§ Records for this task:
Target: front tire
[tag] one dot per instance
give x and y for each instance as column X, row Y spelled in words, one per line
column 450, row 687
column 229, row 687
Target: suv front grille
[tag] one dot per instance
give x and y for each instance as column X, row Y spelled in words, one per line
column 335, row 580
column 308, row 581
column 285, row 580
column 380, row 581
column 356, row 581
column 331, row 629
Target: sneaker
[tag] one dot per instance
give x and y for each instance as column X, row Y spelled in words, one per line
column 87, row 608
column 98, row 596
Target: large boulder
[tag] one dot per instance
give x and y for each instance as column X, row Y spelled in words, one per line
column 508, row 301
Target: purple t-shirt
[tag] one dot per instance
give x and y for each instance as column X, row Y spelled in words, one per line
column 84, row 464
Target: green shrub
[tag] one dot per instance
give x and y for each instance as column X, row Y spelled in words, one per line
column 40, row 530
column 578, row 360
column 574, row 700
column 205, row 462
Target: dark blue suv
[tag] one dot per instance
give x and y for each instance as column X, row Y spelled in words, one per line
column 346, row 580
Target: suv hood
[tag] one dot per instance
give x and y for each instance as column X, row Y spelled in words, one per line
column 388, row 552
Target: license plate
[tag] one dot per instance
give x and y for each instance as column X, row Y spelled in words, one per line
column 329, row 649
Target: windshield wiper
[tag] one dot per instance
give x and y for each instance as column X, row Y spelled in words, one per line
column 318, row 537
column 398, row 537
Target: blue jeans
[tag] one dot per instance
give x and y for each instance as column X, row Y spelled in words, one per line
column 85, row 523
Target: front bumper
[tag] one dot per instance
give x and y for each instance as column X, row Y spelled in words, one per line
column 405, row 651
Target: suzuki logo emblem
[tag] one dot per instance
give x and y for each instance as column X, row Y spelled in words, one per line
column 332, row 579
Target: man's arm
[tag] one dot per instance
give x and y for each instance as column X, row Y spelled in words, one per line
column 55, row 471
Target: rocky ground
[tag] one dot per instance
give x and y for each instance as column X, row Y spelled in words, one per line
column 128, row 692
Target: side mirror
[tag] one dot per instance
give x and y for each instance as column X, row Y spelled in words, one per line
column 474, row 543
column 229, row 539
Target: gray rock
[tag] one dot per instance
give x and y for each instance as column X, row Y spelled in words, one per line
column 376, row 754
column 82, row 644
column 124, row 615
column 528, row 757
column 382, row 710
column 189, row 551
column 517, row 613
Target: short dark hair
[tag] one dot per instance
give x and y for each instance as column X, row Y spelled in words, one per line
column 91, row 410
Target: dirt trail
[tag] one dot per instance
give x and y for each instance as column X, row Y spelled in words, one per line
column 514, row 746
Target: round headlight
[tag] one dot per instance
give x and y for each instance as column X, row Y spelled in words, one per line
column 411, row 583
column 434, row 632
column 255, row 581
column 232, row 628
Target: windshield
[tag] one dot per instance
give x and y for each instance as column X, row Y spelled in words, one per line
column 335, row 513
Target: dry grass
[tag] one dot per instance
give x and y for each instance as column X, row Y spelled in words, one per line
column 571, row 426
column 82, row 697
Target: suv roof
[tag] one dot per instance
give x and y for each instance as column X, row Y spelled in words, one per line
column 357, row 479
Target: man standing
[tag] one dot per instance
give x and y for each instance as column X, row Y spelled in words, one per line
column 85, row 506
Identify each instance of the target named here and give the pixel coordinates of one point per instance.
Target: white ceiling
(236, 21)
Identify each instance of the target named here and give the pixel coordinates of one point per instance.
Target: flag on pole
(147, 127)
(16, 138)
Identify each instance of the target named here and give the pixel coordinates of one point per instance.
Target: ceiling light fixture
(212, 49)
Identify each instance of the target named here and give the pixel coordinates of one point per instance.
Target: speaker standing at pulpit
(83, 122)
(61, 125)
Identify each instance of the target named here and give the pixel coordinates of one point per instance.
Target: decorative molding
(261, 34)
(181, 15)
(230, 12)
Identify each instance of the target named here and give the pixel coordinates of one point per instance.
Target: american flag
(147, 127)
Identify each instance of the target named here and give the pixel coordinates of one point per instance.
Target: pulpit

---

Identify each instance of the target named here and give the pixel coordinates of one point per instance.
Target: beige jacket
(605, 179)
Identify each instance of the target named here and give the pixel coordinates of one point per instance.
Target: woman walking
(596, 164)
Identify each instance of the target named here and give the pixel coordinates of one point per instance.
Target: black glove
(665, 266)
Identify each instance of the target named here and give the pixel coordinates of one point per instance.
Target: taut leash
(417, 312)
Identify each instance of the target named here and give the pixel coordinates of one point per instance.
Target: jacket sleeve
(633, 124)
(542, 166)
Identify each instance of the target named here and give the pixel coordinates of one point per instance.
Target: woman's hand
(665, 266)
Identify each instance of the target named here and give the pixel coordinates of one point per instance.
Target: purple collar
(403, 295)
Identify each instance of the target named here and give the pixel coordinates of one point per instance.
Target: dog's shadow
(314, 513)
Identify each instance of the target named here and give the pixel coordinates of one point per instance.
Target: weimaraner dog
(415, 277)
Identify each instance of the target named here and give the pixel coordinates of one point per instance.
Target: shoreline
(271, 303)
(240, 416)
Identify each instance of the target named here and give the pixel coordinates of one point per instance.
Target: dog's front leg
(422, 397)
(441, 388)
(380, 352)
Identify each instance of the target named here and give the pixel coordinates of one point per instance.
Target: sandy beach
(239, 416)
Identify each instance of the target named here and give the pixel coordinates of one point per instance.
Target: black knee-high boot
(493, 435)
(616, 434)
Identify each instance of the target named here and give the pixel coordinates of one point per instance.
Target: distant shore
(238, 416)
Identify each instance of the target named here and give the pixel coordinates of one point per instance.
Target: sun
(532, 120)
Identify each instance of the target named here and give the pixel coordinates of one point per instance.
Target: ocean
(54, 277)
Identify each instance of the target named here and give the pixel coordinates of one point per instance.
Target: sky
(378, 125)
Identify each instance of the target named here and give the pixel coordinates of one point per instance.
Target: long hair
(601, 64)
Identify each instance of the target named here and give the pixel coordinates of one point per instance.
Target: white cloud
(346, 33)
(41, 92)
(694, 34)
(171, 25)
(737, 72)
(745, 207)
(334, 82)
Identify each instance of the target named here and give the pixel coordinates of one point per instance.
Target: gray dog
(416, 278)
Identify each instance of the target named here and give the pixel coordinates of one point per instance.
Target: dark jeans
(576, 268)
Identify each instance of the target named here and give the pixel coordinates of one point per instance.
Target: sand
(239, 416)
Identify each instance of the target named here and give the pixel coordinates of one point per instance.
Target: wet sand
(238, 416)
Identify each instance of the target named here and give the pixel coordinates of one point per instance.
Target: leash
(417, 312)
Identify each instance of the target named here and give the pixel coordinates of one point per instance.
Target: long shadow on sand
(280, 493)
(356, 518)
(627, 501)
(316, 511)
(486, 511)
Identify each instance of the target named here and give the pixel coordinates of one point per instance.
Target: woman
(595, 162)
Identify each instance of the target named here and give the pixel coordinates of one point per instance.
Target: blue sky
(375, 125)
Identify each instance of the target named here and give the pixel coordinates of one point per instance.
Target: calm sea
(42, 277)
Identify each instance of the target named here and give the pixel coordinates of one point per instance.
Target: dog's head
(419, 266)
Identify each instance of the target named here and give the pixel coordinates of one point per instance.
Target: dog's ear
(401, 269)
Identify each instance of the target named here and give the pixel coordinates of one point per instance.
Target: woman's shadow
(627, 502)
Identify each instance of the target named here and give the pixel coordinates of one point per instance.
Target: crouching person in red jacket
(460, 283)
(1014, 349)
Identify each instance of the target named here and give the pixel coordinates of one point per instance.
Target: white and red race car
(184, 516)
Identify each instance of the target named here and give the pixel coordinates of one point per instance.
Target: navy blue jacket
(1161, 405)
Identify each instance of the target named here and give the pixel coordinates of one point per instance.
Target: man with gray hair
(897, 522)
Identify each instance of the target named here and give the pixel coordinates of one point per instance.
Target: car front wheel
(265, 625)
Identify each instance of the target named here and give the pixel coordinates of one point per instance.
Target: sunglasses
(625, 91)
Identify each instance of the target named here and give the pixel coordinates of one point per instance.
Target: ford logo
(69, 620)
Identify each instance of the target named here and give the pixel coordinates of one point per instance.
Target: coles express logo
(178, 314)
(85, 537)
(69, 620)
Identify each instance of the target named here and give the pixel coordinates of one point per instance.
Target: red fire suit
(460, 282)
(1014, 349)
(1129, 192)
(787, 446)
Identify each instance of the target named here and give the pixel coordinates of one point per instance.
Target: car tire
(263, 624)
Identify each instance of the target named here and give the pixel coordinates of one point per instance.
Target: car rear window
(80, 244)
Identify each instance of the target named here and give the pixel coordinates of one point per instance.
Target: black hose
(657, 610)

§ What needs to be done: Express the items as a two-column CSV with the header item_text,answer. Start at the line containing "Target: front tire" and stop after the line containing "column 332, row 579". Give one row per item: its text and its answer each go in a single quoted field, with line breaks replaced by spaces.

§ Written answer:
item_text,answer
"Target: front tire [tag] one dot per instance give x and y for each instance as column X, row Y spelled in words, one per line","column 450, row 687 column 229, row 687"
"Target: suv front grille [tag] one dot per instance give x and y for each instance as column X, row Y spelled in words, one per line","column 335, row 580 column 308, row 581 column 285, row 580 column 380, row 581 column 356, row 581 column 331, row 629"
"Target: sneaker [tag] one dot per instance give x and y for each instance as column X, row Y spelled in words, one per line","column 87, row 608 column 98, row 596"
"Target: large boulder [tag] one dot per instance give x and y for each instance as column X, row Y spelled in words, one per line","column 508, row 301"
"Target: purple t-shirt [tag] one dot per instance give x and y for each instance as column X, row Y spelled in words, one per line","column 84, row 464"
"Target: green shrub [tag] one dot per instance give x and y for each instance as column X, row Y spelled in words, one per line","column 40, row 530 column 578, row 360 column 574, row 700 column 205, row 462"
"Target: dark blue suv [tag] one dot per instance give x and y for each instance as column X, row Y spelled in words, one per line","column 346, row 580"
"Target: suv hood [tag] one dot per instance give x and y for each instance as column X, row Y spelled in words, one per line","column 388, row 552"
"Target: license plate [tag] one dot per instance give x and y for each instance as column X, row Y spelled in words, one per line","column 329, row 649"
"Target: windshield wiper [tag] one dot per instance give x and y for each instance as column X, row Y spelled in words, one per line","column 318, row 537 column 398, row 537"
"Target: blue jeans [tag] one dot per instance give x and y for each instance as column X, row Y spelled in words, one per line","column 85, row 523"
"Target: front bumper [tag] one dot per instance give x and y for each instance as column X, row Y spelled in words, one per line","column 405, row 651"
"Target: suzuki logo emblem [tag] one dot per instance give x and y for each instance as column X, row Y spelled in words, one per line","column 332, row 579"